▸ **INFORMATION SHOWN**
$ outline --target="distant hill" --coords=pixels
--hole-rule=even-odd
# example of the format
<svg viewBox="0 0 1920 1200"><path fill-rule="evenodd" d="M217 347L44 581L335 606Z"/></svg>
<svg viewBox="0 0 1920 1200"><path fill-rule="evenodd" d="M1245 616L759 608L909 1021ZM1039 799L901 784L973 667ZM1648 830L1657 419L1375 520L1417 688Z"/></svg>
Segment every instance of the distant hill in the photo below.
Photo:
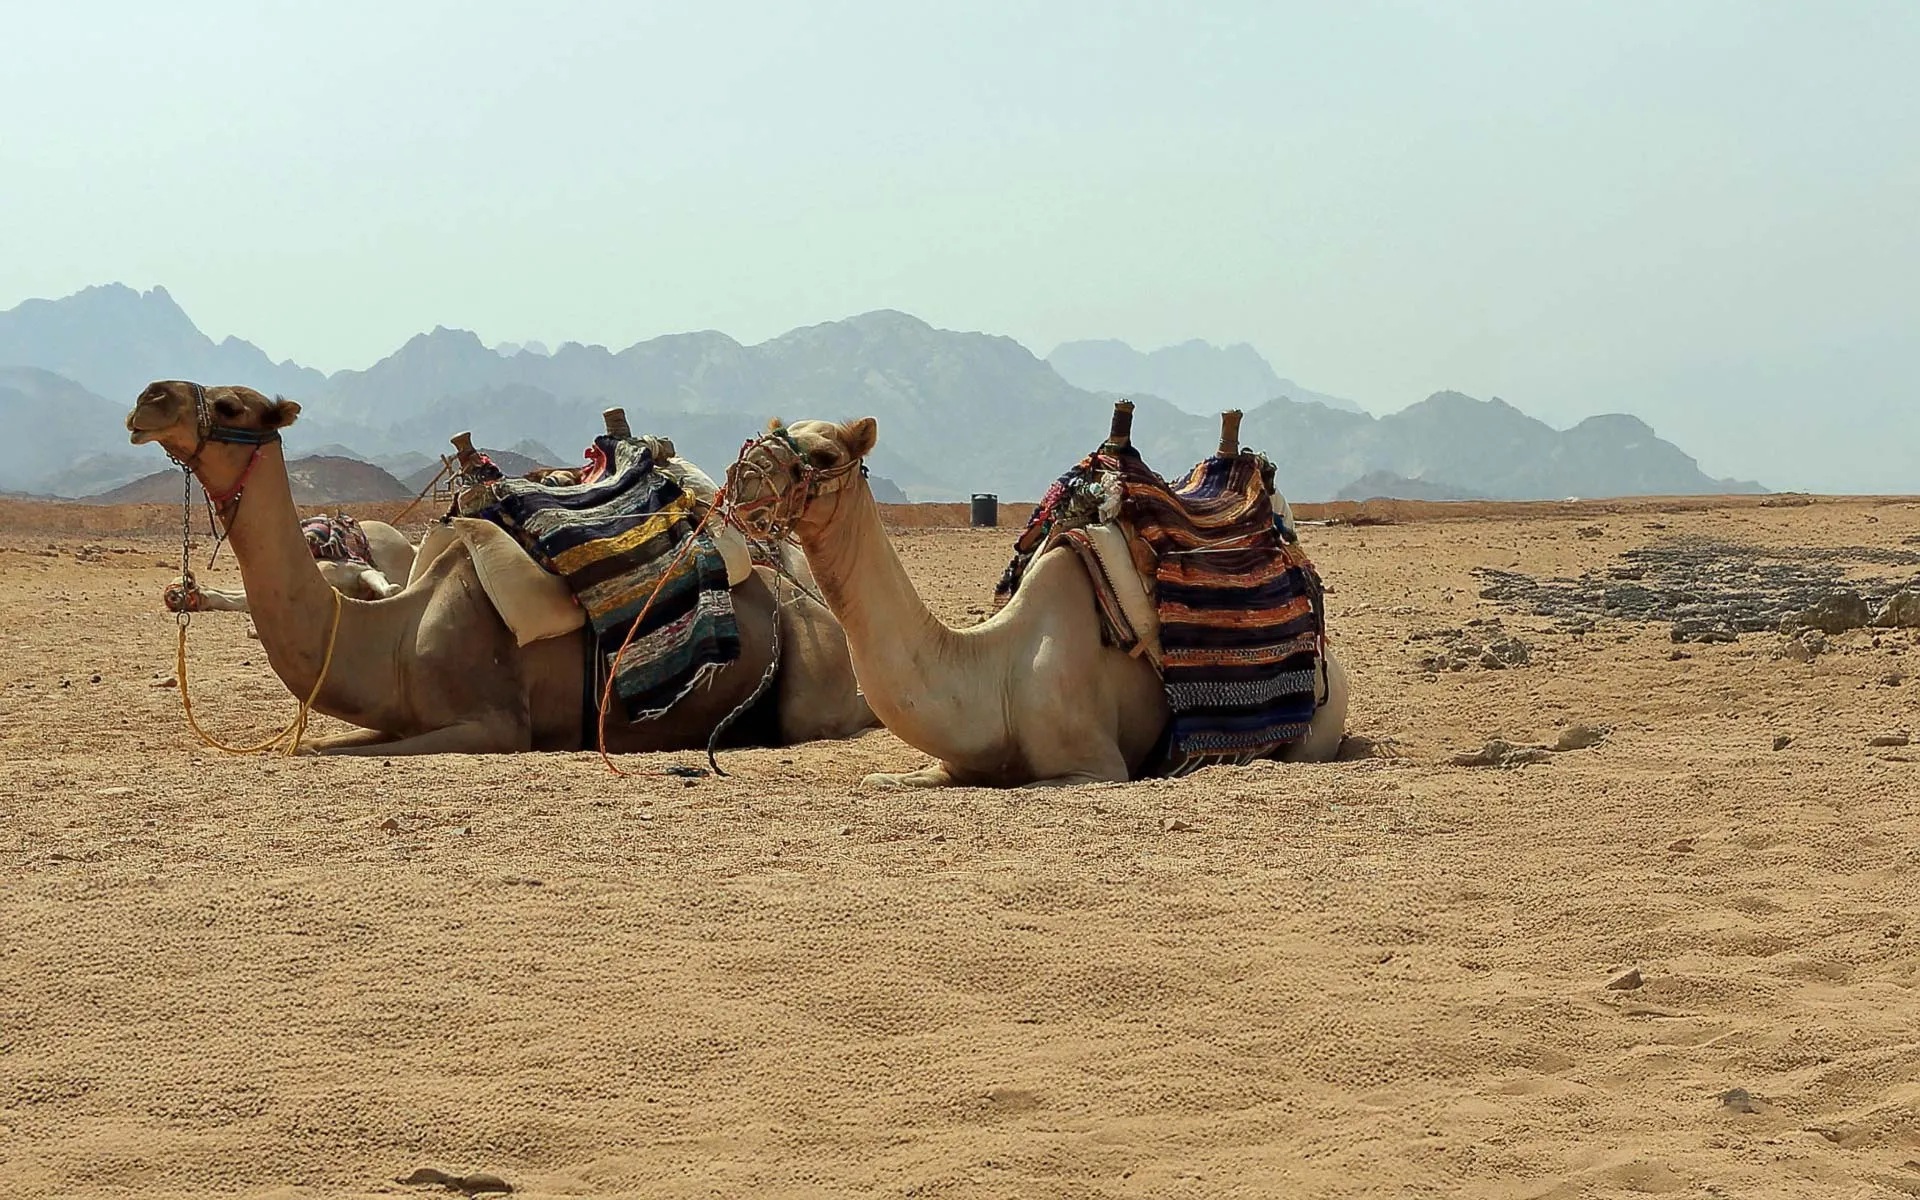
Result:
<svg viewBox="0 0 1920 1200"><path fill-rule="evenodd" d="M1392 471L1369 471L1333 494L1335 500L1485 500L1464 488L1427 479L1408 479Z"/></svg>
<svg viewBox="0 0 1920 1200"><path fill-rule="evenodd" d="M1363 411L1351 400L1280 378L1245 342L1215 346L1196 338L1147 353L1112 339L1063 342L1047 355L1047 363L1075 387L1116 396L1159 396L1184 412L1202 415L1281 399Z"/></svg>
<svg viewBox="0 0 1920 1200"><path fill-rule="evenodd" d="M287 463L293 502L299 505L358 504L371 500L411 500L414 493L372 463L357 458L318 455ZM112 491L86 497L89 504L178 504L180 472L156 471Z"/></svg>
<svg viewBox="0 0 1920 1200"><path fill-rule="evenodd" d="M46 333L44 342L36 330ZM1097 353L1083 354L1089 346ZM85 349L77 364L75 347ZM1050 364L1012 338L936 329L888 310L752 346L704 331L619 351L568 342L549 354L510 357L473 333L436 328L364 370L322 376L276 367L232 339L216 347L163 290L113 285L0 314L0 354L30 360L26 369L0 371L0 487L26 491L58 490L43 482L49 473L77 479L88 455L131 451L123 419L133 390L184 377L293 396L304 411L287 431L289 454L328 449L346 461L351 447L355 458L395 468L383 474L399 475L394 482L406 496L438 469L456 432L510 447L495 458L517 474L579 461L578 449L552 447L584 447L601 430L600 410L618 404L635 430L672 437L716 478L768 417L873 416L880 423L874 476L913 499L993 492L1027 500L1105 434L1112 396L1075 386L1056 369L1065 363L1077 372L1069 360L1102 354L1116 370L1144 362L1160 373L1094 382L1136 398L1135 444L1167 474L1212 449L1217 409L1240 407L1243 441L1273 458L1281 486L1301 501L1327 499L1375 472L1497 499L1759 490L1709 478L1633 417L1593 417L1561 431L1498 399L1436 392L1376 419L1350 401L1294 387L1247 347L1187 343L1140 355L1121 343L1069 343ZM228 362L237 364L232 371ZM117 364L114 371L137 382L114 384L111 394L125 399L108 402L49 363L89 377ZM1213 389L1204 404L1181 378ZM1135 386L1143 383L1163 390ZM1202 413L1161 398L1165 391ZM132 472L123 478L156 464L157 452L131 453ZM87 472L102 471L105 486L122 482L112 478L117 469L109 459Z"/></svg>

▸ **INSTRUCTIONS FOR THE TASK**
In the listing above, show every line with the word "distant".

▸ **WRITTEN ANSWER**
$ outline --target="distant hill" --coords=pixels
Segment every instance of the distant hill in the photo below.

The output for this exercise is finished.